- _Short problem_
Render the entries as a JSON list of strings, one string per line and no blank lines, from the beginning of the entries up to and including the line that contains "361), (216, 362)]]".

Image boundary annotation data:
>>
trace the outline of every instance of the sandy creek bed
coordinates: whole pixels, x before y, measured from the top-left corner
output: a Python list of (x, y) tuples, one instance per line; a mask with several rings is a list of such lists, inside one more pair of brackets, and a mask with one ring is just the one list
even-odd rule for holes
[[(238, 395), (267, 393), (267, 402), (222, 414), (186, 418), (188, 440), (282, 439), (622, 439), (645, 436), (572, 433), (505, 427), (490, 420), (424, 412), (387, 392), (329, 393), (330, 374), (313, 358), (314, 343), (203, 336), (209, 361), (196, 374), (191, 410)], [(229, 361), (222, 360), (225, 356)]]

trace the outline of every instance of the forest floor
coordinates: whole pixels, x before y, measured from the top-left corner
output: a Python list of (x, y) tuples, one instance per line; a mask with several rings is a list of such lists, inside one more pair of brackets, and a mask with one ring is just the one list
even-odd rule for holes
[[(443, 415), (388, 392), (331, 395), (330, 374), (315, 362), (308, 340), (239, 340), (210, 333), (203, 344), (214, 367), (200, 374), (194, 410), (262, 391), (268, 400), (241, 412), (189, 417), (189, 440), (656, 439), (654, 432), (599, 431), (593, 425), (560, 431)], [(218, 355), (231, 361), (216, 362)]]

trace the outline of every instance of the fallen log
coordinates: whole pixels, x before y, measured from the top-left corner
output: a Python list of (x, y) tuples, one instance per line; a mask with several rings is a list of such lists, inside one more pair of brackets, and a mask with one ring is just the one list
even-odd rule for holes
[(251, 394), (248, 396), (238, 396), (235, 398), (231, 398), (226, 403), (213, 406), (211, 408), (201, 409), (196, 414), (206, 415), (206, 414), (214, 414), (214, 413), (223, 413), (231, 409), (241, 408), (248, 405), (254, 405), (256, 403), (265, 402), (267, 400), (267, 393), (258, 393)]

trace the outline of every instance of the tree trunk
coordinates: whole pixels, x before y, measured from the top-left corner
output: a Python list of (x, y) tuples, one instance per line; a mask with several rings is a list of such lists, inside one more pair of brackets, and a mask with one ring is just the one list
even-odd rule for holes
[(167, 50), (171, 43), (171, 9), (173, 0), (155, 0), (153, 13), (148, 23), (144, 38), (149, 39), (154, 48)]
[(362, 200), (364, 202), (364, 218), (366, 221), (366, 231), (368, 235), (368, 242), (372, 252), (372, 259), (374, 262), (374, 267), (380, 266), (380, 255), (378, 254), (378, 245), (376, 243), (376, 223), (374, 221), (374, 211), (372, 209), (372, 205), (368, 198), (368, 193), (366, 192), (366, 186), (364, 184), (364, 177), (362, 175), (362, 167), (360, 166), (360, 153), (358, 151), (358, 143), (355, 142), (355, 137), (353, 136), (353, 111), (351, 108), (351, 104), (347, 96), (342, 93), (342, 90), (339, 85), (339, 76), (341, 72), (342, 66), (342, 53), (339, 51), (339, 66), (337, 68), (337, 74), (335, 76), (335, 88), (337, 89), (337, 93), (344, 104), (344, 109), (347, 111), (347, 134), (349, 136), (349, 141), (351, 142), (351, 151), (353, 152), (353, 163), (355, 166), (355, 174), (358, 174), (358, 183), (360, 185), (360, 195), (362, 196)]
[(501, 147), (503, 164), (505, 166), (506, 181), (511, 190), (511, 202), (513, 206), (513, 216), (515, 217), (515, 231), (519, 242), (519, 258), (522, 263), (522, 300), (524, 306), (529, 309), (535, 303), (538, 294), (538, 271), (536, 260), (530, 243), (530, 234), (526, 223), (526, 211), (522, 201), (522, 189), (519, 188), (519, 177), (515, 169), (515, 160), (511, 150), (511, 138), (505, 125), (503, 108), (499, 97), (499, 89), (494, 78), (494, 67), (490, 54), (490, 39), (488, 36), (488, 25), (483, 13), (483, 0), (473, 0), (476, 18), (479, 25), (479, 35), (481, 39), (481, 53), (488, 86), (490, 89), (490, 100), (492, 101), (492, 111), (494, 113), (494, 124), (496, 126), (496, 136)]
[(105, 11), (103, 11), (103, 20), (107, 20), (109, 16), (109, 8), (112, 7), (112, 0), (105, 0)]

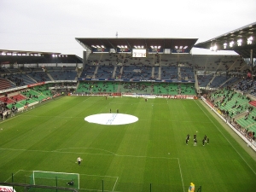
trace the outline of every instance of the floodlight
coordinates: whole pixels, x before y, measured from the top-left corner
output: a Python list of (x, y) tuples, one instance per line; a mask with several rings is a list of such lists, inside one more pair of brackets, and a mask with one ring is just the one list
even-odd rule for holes
[(237, 40), (237, 45), (238, 45), (238, 46), (241, 46), (241, 42), (242, 42), (242, 39), (241, 39), (241, 38), (238, 39), (238, 40)]
[(247, 44), (253, 44), (253, 38), (251, 36), (250, 38), (247, 38)]

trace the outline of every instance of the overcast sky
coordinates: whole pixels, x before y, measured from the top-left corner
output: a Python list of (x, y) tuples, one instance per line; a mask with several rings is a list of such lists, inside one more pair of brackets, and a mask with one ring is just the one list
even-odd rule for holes
[(82, 57), (75, 38), (115, 38), (117, 32), (119, 38), (189, 38), (197, 44), (255, 19), (256, 0), (0, 0), (0, 49)]

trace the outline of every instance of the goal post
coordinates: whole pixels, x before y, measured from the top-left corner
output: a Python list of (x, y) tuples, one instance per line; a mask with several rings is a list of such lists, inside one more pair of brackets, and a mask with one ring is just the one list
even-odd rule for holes
[(73, 185), (69, 187), (79, 189), (79, 173), (33, 171), (31, 175), (30, 184), (67, 187), (67, 183), (71, 181), (73, 181)]

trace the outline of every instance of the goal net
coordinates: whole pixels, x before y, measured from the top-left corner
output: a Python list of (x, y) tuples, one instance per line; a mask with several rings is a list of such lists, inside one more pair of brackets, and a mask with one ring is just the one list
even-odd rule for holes
[[(73, 185), (67, 183), (73, 181)], [(69, 172), (52, 172), (33, 171), (30, 178), (30, 184), (54, 187), (69, 187), (79, 189), (79, 174)]]

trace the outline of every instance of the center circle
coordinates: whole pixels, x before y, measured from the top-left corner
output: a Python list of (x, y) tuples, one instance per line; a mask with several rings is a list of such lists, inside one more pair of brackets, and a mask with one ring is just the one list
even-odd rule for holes
[(94, 124), (117, 125), (135, 123), (138, 118), (124, 113), (99, 113), (87, 116), (84, 120)]

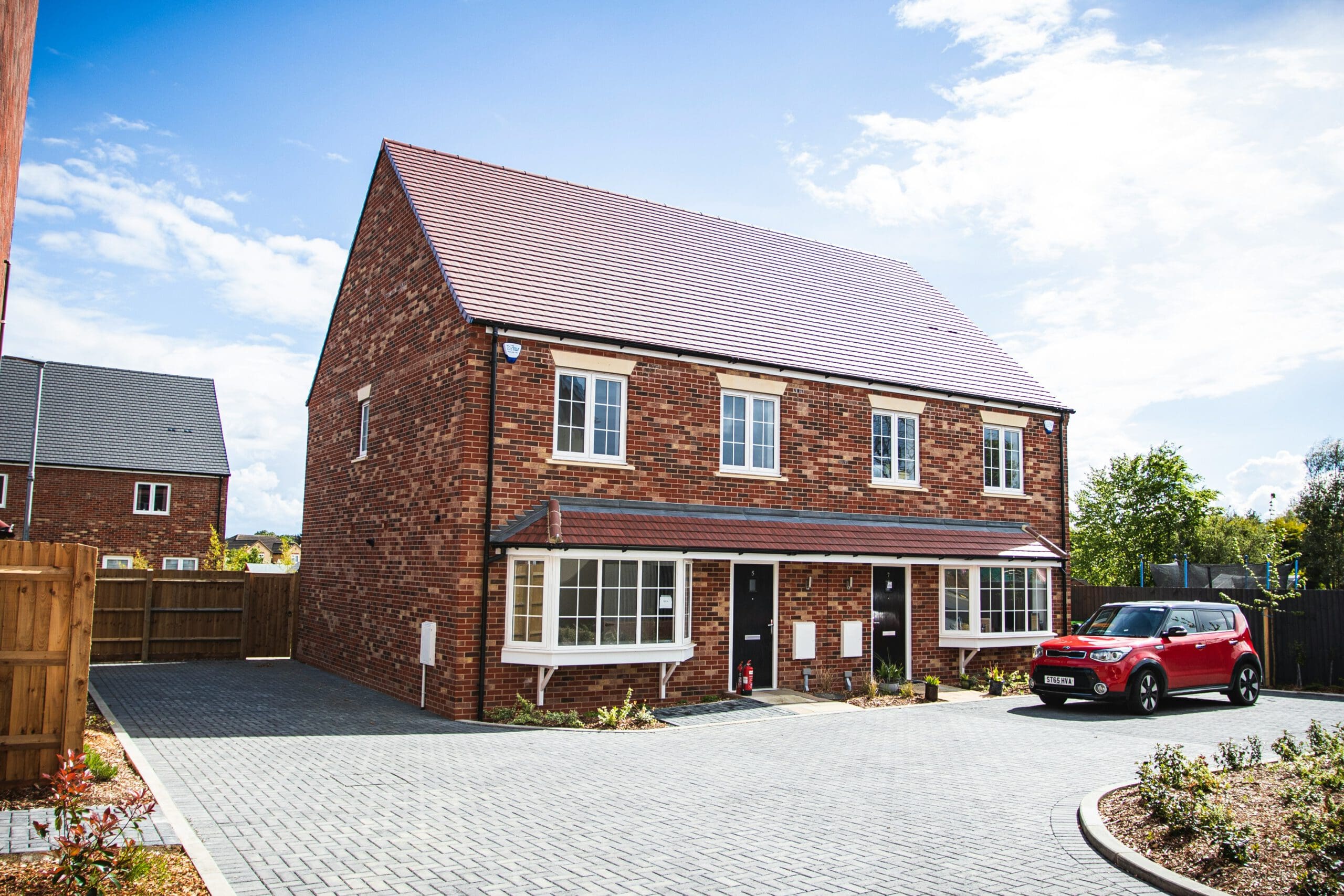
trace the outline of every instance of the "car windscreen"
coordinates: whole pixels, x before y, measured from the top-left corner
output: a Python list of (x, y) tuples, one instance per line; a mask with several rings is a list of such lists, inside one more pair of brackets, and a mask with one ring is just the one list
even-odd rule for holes
[(1165, 615), (1167, 607), (1102, 607), (1083, 623), (1078, 634), (1152, 638)]

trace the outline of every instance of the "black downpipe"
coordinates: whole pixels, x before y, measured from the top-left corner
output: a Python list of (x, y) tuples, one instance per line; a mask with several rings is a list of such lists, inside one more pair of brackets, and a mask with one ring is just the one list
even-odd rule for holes
[(491, 510), (495, 504), (495, 396), (499, 383), (499, 329), (491, 326), (491, 423), (485, 442), (485, 532), (481, 548), (481, 650), (476, 657), (476, 717), (485, 720), (485, 611), (491, 595)]

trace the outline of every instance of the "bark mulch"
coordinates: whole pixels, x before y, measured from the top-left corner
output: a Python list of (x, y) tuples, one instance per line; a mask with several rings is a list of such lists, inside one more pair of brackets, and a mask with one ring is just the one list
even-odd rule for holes
[[(118, 896), (210, 896), (180, 846), (148, 848), (145, 858), (149, 869), (117, 889)], [(40, 853), (0, 860), (0, 896), (59, 896), (60, 891), (43, 875), (50, 865), (51, 858)]]
[(1246, 771), (1219, 772), (1227, 787), (1215, 802), (1227, 806), (1236, 821), (1255, 827), (1259, 854), (1247, 865), (1223, 862), (1206, 837), (1173, 836), (1153, 818), (1138, 798), (1138, 787), (1125, 787), (1101, 801), (1101, 815), (1110, 833), (1125, 845), (1164, 868), (1192, 877), (1234, 896), (1290, 893), (1305, 869), (1306, 853), (1293, 848), (1284, 790), (1297, 782), (1293, 770), (1281, 764)]

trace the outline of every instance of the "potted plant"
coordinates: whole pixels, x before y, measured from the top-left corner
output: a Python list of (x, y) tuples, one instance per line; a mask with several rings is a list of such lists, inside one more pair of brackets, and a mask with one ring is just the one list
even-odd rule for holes
[(989, 696), (991, 697), (1001, 697), (1001, 696), (1004, 696), (1004, 672), (1003, 672), (1003, 669), (1000, 669), (999, 666), (995, 666), (989, 672), (985, 673), (985, 677), (989, 678)]
[(878, 664), (878, 689), (882, 693), (896, 693), (900, 690), (900, 682), (906, 680), (906, 668), (899, 662), (887, 662), (883, 660)]

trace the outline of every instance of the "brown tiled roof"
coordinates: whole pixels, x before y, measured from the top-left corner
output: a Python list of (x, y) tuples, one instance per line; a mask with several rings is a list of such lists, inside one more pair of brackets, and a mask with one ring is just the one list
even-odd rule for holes
[(496, 533), (501, 547), (656, 548), (753, 553), (1055, 560), (1020, 524), (559, 498), (559, 545), (544, 505)]
[(384, 148), (468, 320), (1060, 407), (905, 262)]

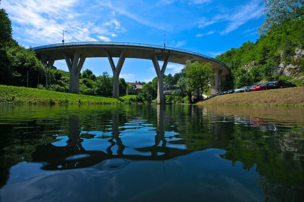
<<
- _Exercise solution_
[
  "trace the outline of every instance of the sandy creek bed",
  "coordinates: whole pixels, x before y, measured from the top-left corner",
  "output: a Python list of (x, y) tuples, one instance per line; a mask with several rings is a list of such lists, inside one more pair of brackets, and a mask with one ring is just the one list",
  "even-odd rule for holes",
  "[[(238, 395), (267, 393), (267, 402), (222, 414), (186, 418), (188, 440), (282, 439), (622, 439), (645, 436), (572, 433), (505, 427), (490, 420), (424, 412), (387, 392), (329, 393), (330, 374), (313, 358), (314, 343), (203, 336), (209, 361), (196, 374), (191, 410)], [(229, 361), (222, 360), (225, 356)]]",
  "trace the outline of every instance of the forest floor",
  "coordinates: whole pixels, x before y, measured from the top-left corner",
  "output: a Python list of (x, y) tuples, one instance per line; a mask with several rings is a list of such lists, inside one more pair of brackets, and a mask with one ring is just the one list",
  "even-odd rule for holes",
  "[[(443, 415), (388, 392), (331, 395), (330, 374), (315, 362), (308, 340), (239, 340), (210, 333), (203, 344), (214, 367), (200, 374), (194, 410), (262, 391), (268, 400), (241, 412), (189, 417), (189, 440), (656, 439), (654, 432), (599, 431), (593, 425), (560, 431)], [(218, 355), (231, 361), (216, 362)]]"
]